*SELECTED EXCERPT*:

Pop-up vaccine clinics are pulling into Liverpool Street station – with health bosses hoping to reach waiting commuters

Liverpool Street is one of the busiest stations in the country. Photograph: Wikicommons

Commuters at Liverpool Street could be encouraged over the public address system to get walk-in vaccine appointments at a pharmacy inside the busy station.

Pop-up vaccine clinics at Liverpool Street and the nearby Boots will be running weekly walk-ins from tomorrow.

City and Hackney’s outbreak control board heard that it is hoped these measures can be announced over the loud speaker to attract people waiting for their trains to turn up.

Across the City of London and Hackney, 63 per cent of people have now had their first vaccine, with 57 per cent jabbed twice. The booster, or third vaccine dose, has been given to 61 per cent of eligible people.

The campaign to get more people vaccinated because of the highly transmissible Omicron variant saw 26,222 people get their vaccines in Christmas week – the highest since the programme began. This included 23,696 who had the booster.

Vaccination centres and community pharmacies worked around the clock to get as many people jabbed as possible.

A push in some of the areas with lower take-up than the 65 per cent average for people over 16 helped to boost the numbers, said City and Hackney’s Covid vaccination programme director Ben Greenbury.

“We are still continuing to push the first and second doses as well,” he said.

The biggest improvement was in Port Soken in the City of London with an eight per cent increase.

Whilst Cazenove, Springhill and Hoxton West wards did not reach the 60 per cent target, Greenbury said “we did see really good improvement of five to six per cent on average for these areas”, and work will continue to encourage more people to get protected.

*ACTIVITY*: Can you resume the article above on the Liverpool Street pop-up vaccine clinics, carrying on after its last sentence?

*SUPPLIED DATA*:
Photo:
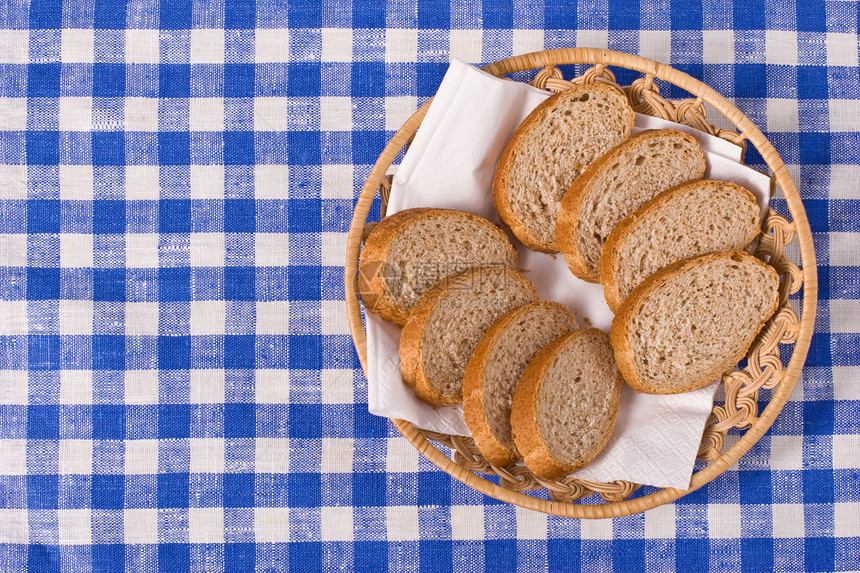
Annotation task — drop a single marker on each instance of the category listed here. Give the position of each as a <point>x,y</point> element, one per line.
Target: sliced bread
<point>446,324</point>
<point>696,218</point>
<point>565,405</point>
<point>617,184</point>
<point>495,368</point>
<point>690,322</point>
<point>410,251</point>
<point>549,149</point>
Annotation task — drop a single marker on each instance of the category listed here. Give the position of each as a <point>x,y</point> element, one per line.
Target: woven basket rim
<point>791,373</point>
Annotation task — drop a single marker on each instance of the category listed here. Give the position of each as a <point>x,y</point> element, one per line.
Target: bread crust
<point>571,203</point>
<point>619,331</point>
<point>493,450</point>
<point>501,193</point>
<point>609,257</point>
<point>412,336</point>
<point>374,255</point>
<point>524,412</point>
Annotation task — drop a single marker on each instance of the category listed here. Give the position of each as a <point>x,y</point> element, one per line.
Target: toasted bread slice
<point>565,405</point>
<point>551,147</point>
<point>695,218</point>
<point>495,369</point>
<point>446,324</point>
<point>690,322</point>
<point>618,184</point>
<point>410,251</point>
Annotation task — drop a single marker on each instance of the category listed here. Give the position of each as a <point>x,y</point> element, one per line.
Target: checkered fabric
<point>178,388</point>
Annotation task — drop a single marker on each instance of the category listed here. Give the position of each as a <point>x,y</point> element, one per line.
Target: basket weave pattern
<point>764,368</point>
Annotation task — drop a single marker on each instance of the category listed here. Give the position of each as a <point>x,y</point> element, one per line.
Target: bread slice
<point>410,251</point>
<point>618,184</point>
<point>696,218</point>
<point>495,368</point>
<point>686,325</point>
<point>549,149</point>
<point>446,324</point>
<point>565,405</point>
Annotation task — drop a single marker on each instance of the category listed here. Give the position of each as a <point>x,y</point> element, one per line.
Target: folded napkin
<point>450,164</point>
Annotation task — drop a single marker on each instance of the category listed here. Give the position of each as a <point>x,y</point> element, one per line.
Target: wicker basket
<point>764,368</point>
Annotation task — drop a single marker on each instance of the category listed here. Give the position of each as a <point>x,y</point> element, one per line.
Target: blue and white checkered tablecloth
<point>178,388</point>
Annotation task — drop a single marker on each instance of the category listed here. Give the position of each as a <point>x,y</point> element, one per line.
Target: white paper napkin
<point>451,164</point>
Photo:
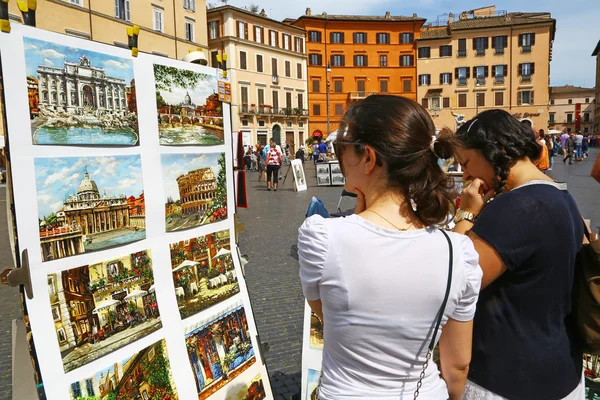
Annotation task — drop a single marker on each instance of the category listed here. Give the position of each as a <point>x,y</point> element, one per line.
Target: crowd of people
<point>499,285</point>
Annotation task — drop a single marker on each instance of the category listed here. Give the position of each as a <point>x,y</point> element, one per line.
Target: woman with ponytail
<point>378,278</point>
<point>527,238</point>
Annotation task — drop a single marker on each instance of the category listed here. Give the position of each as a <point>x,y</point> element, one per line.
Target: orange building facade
<point>352,57</point>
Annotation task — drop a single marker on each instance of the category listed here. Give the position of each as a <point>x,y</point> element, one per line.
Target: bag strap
<point>440,314</point>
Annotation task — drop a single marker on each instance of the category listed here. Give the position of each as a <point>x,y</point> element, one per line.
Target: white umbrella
<point>135,293</point>
<point>185,264</point>
<point>222,252</point>
<point>105,304</point>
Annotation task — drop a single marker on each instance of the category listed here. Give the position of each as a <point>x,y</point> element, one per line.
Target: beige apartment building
<point>266,60</point>
<point>571,107</point>
<point>596,53</point>
<point>486,59</point>
<point>168,28</point>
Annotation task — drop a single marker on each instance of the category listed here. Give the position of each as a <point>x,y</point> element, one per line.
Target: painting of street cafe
<point>203,272</point>
<point>144,375</point>
<point>219,351</point>
<point>99,308</point>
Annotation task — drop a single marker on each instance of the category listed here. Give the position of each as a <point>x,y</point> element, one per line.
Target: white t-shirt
<point>381,291</point>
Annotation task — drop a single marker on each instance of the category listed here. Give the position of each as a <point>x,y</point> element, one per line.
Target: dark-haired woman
<point>378,277</point>
<point>527,239</point>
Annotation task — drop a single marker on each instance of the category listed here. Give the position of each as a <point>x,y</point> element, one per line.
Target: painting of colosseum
<point>195,187</point>
<point>188,106</point>
<point>79,97</point>
<point>88,204</point>
<point>203,272</point>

*TASK ANSWER*:
Between October and December, 1,529 people got vaccinated at outreach clinics. These include 1,158 at Springhill practice in Hackney along with 192 vaccines given to Afghan refugees, and 171 at the Vi Forrester Community Hall as part of a pilot to get more people on Hackney’s Kingsmead Estate vaccinated.

Teams at the Greenhouse practice in Tudor Road, which specialises in caring for homeless patients, vaccinated 36 people, and 42 people got their jabs at Mansion House.

The outreach programme will continue over the next three months, with more pop-up clinics planned at a synagogue to reach Orthodox Jewish residents.

Other vaccine sessions include more outreach clinics at the Greenhouse and Church Walk practices in Hackney.

It comes as the government announced a £185,000 cash injection for the  community champions programme, which is designed to improve vaccine take-up, as part of a package for councils across the country.

Practices in City and Hackney are calling and recalling over-70s who have not been boosted, the outbreak control board was told.